### Exercise requirements
Copy every entry word for word, but skip the pictures.

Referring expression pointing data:

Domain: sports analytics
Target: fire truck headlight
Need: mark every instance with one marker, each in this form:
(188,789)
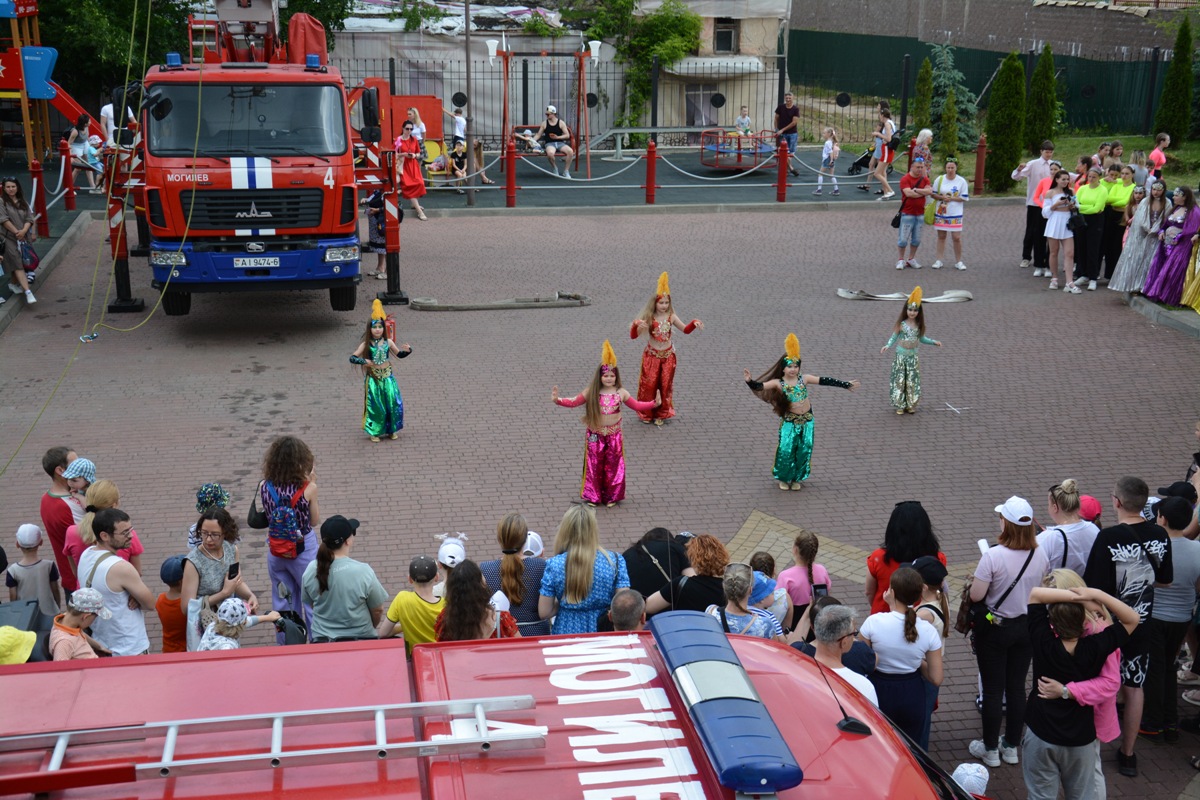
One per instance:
(168,258)
(342,253)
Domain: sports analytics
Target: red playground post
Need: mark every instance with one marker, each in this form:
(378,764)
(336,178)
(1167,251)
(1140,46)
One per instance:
(652,172)
(781,184)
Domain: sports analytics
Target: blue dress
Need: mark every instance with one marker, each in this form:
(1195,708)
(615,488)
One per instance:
(609,573)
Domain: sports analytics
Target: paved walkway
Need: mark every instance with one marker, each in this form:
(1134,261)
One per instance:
(1043,386)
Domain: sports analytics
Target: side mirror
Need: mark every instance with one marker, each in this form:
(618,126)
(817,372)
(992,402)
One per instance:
(370,104)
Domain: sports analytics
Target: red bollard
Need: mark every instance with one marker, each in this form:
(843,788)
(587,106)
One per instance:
(67,174)
(781,157)
(37,181)
(981,161)
(510,175)
(652,172)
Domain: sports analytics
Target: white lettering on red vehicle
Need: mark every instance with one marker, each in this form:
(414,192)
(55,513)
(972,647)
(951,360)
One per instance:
(613,673)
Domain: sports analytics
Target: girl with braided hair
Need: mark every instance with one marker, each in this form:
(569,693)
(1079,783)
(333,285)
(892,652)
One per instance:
(909,649)
(787,392)
(604,458)
(801,579)
(383,409)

### Answer space
Domain: sports analytics
Target: fire truck headlight
Need: mark every instance with one marker, each in this form:
(188,789)
One per instance:
(168,258)
(342,253)
Domain: sports analytics
Target: red playground post
Need: mark every instance with one marker, each in this form:
(378,764)
(336,178)
(1167,251)
(1140,46)
One per instance:
(652,172)
(781,184)
Domain: sports analytics
Target: blue dress
Need: mark every instance with one marker, each in this form:
(1195,708)
(615,488)
One per instance:
(609,573)
Domain: sports analytics
Target: paved walkway
Need: mark every instance with one marker, each in this form:
(1134,261)
One per instance:
(1043,386)
Domain: sports analytics
Target: side mirror
Need: mark every instance with one marker, each in this form:
(618,126)
(817,372)
(992,402)
One per instance:
(370,104)
Domain: sports analytics
Target: red bollard
Need: mark every instance with one marker, each in this form:
(843,788)
(587,106)
One per instance:
(67,174)
(781,157)
(37,181)
(981,161)
(510,175)
(652,172)
Domain: sports analytics
Target: white lettering on red vehicle
Need: mark every instance with one marker, each in this form:
(414,192)
(55,513)
(972,647)
(951,360)
One per instance:
(613,673)
Domain: sports analytics
Target: girl with braided hair
Need: mark every instance with one marker, each in this form:
(569,693)
(1079,783)
(333,285)
(892,652)
One per instance:
(909,649)
(787,392)
(604,458)
(801,579)
(383,409)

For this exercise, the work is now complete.